Brief:
Can you reproduce the data starting at the line that contains "like [580, 591]." and ending at the last line of the data, both ends included, with each request line left as it is and every coordinate in the answers multiplied by 1.55 and rounded to a whole number, halves going up? Output only those lines.

begin Exercise input

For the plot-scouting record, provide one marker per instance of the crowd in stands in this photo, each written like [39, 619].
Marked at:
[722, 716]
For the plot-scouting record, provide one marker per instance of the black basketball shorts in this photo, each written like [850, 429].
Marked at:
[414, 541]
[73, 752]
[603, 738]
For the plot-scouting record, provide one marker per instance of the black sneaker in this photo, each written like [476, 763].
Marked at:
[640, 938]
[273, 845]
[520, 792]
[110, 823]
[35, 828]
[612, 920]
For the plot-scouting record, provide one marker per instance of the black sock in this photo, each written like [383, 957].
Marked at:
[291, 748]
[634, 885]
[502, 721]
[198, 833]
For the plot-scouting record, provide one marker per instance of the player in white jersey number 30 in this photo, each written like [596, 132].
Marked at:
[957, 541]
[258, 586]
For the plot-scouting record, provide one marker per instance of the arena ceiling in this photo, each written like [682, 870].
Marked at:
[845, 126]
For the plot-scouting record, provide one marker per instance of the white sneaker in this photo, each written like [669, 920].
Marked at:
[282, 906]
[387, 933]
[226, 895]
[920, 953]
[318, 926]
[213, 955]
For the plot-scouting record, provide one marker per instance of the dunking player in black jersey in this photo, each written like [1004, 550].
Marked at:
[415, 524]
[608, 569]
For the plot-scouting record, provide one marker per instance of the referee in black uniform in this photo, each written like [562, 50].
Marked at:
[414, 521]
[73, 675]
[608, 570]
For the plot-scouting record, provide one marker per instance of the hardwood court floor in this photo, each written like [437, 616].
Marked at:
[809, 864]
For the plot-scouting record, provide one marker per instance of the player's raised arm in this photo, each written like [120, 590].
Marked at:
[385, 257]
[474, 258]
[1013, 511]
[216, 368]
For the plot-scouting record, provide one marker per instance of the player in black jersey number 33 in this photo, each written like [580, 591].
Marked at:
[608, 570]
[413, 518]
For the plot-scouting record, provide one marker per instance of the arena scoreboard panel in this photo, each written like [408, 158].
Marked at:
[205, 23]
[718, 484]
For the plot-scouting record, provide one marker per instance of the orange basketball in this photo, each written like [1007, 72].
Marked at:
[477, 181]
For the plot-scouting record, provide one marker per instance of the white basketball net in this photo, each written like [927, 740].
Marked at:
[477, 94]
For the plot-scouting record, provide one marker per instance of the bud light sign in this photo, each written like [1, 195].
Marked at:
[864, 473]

end Exercise input

Solution:
For the plot-scouting record, provide one marker per instance of the player in black jersey number 33 in this photo, each written like [580, 591].
Marked at:
[942, 884]
[640, 803]
For the plot-scouting record, provide one marker per instance of the arena scoreboard panel in this photo, each written like [408, 158].
Marked at:
[318, 36]
[1113, 750]
For the plot-scouting record, provide one marker per instance of the orange basketball in this photo, each written like [1007, 72].
Marked at:
[739, 281]
For the plot-scouting record, provide one marker per instance of the white basketball net in this photo, each written like [927, 740].
Marked at:
[739, 146]
For the plot-scouting record, provide one marker per instance of the bud light sign in this photo, each written like [1, 195].
Marked at:
[1339, 733]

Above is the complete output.